INSTRUCTIONS FOR THE TASK: Could you copy each of the lines below word for word, with nothing changed or left out?
** start **
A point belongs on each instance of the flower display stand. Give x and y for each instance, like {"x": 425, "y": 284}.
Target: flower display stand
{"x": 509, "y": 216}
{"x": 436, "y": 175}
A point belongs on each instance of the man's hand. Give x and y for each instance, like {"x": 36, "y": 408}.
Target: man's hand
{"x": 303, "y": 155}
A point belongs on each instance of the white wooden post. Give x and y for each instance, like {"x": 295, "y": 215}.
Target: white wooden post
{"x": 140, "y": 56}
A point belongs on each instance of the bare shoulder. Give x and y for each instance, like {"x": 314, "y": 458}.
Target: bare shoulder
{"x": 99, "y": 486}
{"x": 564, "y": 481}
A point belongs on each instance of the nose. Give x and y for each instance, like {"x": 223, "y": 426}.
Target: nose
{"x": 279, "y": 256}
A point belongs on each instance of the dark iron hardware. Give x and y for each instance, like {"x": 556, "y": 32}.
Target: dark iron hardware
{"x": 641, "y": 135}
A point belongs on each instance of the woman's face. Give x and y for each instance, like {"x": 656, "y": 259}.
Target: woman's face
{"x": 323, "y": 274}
** end **
FULL OUTPUT:
A point belongs on each instance of the flower display stand. Give x and y for each instance, like {"x": 425, "y": 284}.
Target: flower display stand
{"x": 509, "y": 216}
{"x": 436, "y": 175}
A point belongs on each instance of the man's hand. Give x and y for each instance, like {"x": 36, "y": 408}.
Target: man's hand
{"x": 303, "y": 155}
A point belongs on each instance of the white wooden post. Give x and y for each instance, like {"x": 295, "y": 215}.
Target: white wooden post
{"x": 140, "y": 56}
A point belongs on each instance of the bare shoulder. Give x and y for each instance, like {"x": 314, "y": 458}.
Target: bare shoulder
{"x": 99, "y": 486}
{"x": 564, "y": 481}
A point belongs on each instance of the nose. Give x and y for each instance, like {"x": 223, "y": 426}.
Target: nose
{"x": 279, "y": 256}
A point belongs on each instance of the dark iron hardware. Give x and y for each instance, like {"x": 556, "y": 32}.
Target: dark iron hardware
{"x": 641, "y": 135}
A point belongs on each instance of the woman's face. Give x and y for each instance, like {"x": 656, "y": 259}.
Target: woman's face
{"x": 323, "y": 274}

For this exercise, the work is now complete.